(TEXT FOR ANALYSIS Opens)

Calculate what your GPA would be if you took a full course load and got straight As.
Calculate what rank that would give you.
Calculate the difference between that rank and your current rank.
No, there's grade inflation at a lot of schools in 2L/3L. Better answer would be to look at the 2L cut-offs if those are posted and calculate based on that.
andythefir wrote:I've heard this a couple places, but I don't understand it. There are still curves in 2L, although they are more generous. Does this mean that 1L top 35% folks will fall below median? Do the top handful transfer, the next tier get overwhelmed with law review, and the tier after that check out because they have jobs? Why doesn't the top of the class keep their foot to the gas to get a clerkship? With a curve for some to go up others must go down.
If you're outside the T14, the top students have mostly transferred out and been replaced by students who probably aren't quite as good at law school exams, on average. Also, those with jobs don't care as much unless they're gunning for clerkships, and those without jobs are probably more focused on getting jobs. Not to mention that at least at some schools, the curve is class specific (at mine it was based on the GPA of the average student in the class) so you can game it a bit. So I think there's an argument to me made that it really is easier to move up at a lot of schools (although maybe harder at HYS because you're getting an influx of top performers from other schools).

(TEXT FOR ANALYSIS Closes)
(DATA SHOWN Opens)

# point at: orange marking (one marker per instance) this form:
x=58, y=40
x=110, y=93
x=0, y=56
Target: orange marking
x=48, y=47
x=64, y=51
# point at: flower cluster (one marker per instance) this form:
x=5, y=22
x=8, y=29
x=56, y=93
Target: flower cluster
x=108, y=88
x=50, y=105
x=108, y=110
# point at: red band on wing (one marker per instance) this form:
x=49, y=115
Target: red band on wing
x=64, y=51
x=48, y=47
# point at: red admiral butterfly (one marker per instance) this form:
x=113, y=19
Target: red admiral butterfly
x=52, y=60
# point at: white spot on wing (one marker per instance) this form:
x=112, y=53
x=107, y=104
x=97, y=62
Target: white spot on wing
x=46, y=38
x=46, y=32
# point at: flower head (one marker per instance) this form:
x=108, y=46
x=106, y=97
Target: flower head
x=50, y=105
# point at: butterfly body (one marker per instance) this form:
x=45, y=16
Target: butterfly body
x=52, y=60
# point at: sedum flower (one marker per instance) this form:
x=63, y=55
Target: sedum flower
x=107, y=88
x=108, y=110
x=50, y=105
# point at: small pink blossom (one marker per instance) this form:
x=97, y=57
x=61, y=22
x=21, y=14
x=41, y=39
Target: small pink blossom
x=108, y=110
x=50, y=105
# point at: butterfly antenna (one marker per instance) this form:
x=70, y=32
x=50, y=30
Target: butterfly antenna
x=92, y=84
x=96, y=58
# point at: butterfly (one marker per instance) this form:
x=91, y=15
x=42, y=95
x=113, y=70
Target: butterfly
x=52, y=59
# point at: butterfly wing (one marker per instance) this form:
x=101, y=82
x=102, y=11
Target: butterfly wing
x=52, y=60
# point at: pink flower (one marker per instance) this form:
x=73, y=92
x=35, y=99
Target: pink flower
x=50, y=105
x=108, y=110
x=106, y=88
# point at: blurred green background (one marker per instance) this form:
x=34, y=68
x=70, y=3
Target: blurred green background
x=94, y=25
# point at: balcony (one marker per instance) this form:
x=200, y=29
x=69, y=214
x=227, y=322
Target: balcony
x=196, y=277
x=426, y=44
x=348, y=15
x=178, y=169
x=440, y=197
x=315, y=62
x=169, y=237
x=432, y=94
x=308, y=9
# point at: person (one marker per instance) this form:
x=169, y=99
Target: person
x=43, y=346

(DATA SHOWN Closes)

• **WHAT TO DO**: In the law school class rank discussion, what was the curve based on at the school of the writer who mentions that the curve can be class specific?

• **SOLUTION FOR THIS TASK**: It was based on the GPA of the average student in the class.